Contour labeling entries:
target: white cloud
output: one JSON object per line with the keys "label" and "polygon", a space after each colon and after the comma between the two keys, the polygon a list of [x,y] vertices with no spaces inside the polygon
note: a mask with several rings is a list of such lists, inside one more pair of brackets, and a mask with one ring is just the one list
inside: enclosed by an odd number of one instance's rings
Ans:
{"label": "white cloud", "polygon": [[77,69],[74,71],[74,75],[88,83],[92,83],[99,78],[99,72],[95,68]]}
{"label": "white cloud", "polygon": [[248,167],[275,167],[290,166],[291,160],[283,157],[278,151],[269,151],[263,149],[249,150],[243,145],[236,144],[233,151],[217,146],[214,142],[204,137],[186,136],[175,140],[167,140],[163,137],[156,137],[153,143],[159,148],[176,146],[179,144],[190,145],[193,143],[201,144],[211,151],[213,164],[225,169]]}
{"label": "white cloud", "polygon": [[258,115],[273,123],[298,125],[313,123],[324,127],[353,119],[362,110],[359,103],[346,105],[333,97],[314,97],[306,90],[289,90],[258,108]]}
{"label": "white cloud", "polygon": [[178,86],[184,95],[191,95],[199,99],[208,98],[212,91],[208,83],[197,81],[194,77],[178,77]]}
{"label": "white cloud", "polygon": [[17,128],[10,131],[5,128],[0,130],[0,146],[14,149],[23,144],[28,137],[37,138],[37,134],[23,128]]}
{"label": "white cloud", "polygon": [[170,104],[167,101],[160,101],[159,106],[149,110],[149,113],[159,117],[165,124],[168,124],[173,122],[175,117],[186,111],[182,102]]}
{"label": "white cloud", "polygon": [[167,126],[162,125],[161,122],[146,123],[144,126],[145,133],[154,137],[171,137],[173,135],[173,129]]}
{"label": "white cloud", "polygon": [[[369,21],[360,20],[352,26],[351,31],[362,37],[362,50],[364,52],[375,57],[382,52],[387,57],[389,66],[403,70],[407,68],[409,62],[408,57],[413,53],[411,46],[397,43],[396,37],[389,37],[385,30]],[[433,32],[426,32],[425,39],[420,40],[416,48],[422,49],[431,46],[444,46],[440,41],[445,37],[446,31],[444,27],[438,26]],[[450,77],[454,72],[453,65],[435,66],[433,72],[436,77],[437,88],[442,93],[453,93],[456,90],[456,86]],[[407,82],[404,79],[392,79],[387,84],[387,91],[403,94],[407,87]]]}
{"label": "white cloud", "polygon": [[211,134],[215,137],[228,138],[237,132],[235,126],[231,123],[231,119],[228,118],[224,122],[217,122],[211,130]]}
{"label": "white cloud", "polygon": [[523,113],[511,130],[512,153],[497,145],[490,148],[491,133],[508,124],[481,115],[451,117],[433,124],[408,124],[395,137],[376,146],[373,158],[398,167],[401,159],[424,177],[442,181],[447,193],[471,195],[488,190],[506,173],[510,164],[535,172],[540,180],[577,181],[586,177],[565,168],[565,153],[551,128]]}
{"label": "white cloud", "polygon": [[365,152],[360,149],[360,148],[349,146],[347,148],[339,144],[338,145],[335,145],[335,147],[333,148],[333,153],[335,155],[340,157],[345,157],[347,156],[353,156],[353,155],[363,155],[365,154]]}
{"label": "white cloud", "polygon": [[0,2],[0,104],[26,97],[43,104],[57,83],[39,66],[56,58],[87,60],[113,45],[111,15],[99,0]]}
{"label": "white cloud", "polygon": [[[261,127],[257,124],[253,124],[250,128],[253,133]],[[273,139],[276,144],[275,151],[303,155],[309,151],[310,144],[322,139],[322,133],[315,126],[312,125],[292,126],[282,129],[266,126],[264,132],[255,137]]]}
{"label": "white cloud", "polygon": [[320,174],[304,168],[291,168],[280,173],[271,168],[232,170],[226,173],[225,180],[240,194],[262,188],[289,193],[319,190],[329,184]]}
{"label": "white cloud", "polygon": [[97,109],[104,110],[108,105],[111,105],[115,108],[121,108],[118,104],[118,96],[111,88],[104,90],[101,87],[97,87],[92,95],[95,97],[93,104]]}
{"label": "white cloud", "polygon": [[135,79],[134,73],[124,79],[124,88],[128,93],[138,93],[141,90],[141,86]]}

» WORK INSTRUCTIONS: Return every line of the material above unchanged, character for character.

» OUTPUT:
target: white cloud
output: one JSON object per line with the keys "label" and "polygon", a space after each colon and after the comma between the two keys, the polygon a list of [x,y] vertices with no spaces inside the polygon
note: a mask with several rings is a list of such lists, inside one more pair of brackets, and a mask with one ring is just the one list
inside: enclosed by an odd number of one instance's rings
Ans:
{"label": "white cloud", "polygon": [[77,69],[74,71],[74,75],[88,83],[92,83],[99,78],[99,72],[95,68]]}
{"label": "white cloud", "polygon": [[248,167],[275,167],[290,166],[291,160],[283,157],[278,151],[269,151],[263,149],[249,150],[243,145],[236,144],[233,151],[217,146],[214,142],[204,137],[186,136],[175,140],[167,140],[163,137],[156,137],[153,143],[159,148],[176,146],[179,144],[190,145],[193,143],[201,144],[211,151],[213,164],[225,169]]}
{"label": "white cloud", "polygon": [[258,115],[273,123],[298,125],[313,123],[324,127],[353,119],[362,110],[359,103],[346,105],[333,97],[314,97],[306,90],[289,90],[258,108]]}
{"label": "white cloud", "polygon": [[178,86],[184,95],[191,95],[199,99],[208,98],[212,91],[208,83],[197,81],[194,77],[178,77]]}
{"label": "white cloud", "polygon": [[17,128],[10,131],[5,128],[0,130],[0,146],[14,149],[23,144],[28,137],[37,138],[37,134],[23,128]]}
{"label": "white cloud", "polygon": [[170,104],[167,101],[160,101],[159,106],[149,110],[149,113],[159,117],[165,124],[168,124],[173,122],[175,117],[186,111],[182,102]]}
{"label": "white cloud", "polygon": [[167,126],[162,125],[161,122],[146,123],[144,126],[145,133],[154,137],[171,137],[173,135],[173,129]]}
{"label": "white cloud", "polygon": [[[369,21],[360,20],[352,26],[351,31],[362,37],[362,50],[364,52],[375,57],[382,52],[387,57],[389,66],[403,70],[407,68],[409,62],[408,57],[413,53],[411,46],[397,43],[396,37],[389,37],[385,30]],[[433,32],[426,32],[425,39],[420,40],[416,48],[422,49],[431,46],[444,46],[440,41],[445,37],[446,31],[444,27],[438,26]],[[450,77],[454,72],[453,65],[435,66],[433,72],[436,77],[437,88],[442,93],[453,93],[456,90],[456,86]],[[407,82],[404,79],[392,79],[387,84],[387,91],[403,94],[407,87]]]}
{"label": "white cloud", "polygon": [[211,134],[215,137],[228,138],[237,132],[235,126],[231,123],[231,119],[228,118],[224,122],[217,122],[211,130]]}
{"label": "white cloud", "polygon": [[523,113],[511,130],[512,153],[497,145],[490,148],[491,133],[508,124],[481,115],[451,117],[433,124],[408,124],[395,137],[376,146],[373,158],[398,167],[401,159],[424,177],[442,181],[447,193],[471,195],[488,190],[506,173],[510,164],[535,172],[540,180],[577,181],[586,177],[565,168],[565,153],[551,128]]}
{"label": "white cloud", "polygon": [[365,152],[360,149],[360,148],[349,146],[347,148],[339,144],[338,145],[335,145],[335,147],[333,148],[333,153],[335,155],[340,157],[345,157],[347,156],[353,156],[353,155],[363,155],[365,154]]}
{"label": "white cloud", "polygon": [[0,2],[0,104],[26,97],[43,104],[57,83],[39,66],[56,58],[87,60],[113,45],[111,15],[99,0]]}
{"label": "white cloud", "polygon": [[[261,127],[257,124],[253,124],[250,128],[253,133]],[[273,139],[276,144],[275,151],[303,155],[309,151],[310,144],[322,139],[322,133],[315,126],[312,125],[292,126],[282,129],[266,126],[264,132],[255,137]]]}
{"label": "white cloud", "polygon": [[320,174],[304,168],[291,168],[280,173],[271,168],[232,170],[226,173],[225,180],[240,194],[262,188],[289,193],[319,190],[329,184]]}
{"label": "white cloud", "polygon": [[97,109],[104,110],[108,105],[111,105],[115,108],[121,108],[118,104],[118,96],[111,88],[104,90],[101,87],[97,87],[92,95],[95,97],[93,104]]}
{"label": "white cloud", "polygon": [[135,79],[134,73],[124,79],[124,88],[128,93],[138,93],[141,90],[141,86]]}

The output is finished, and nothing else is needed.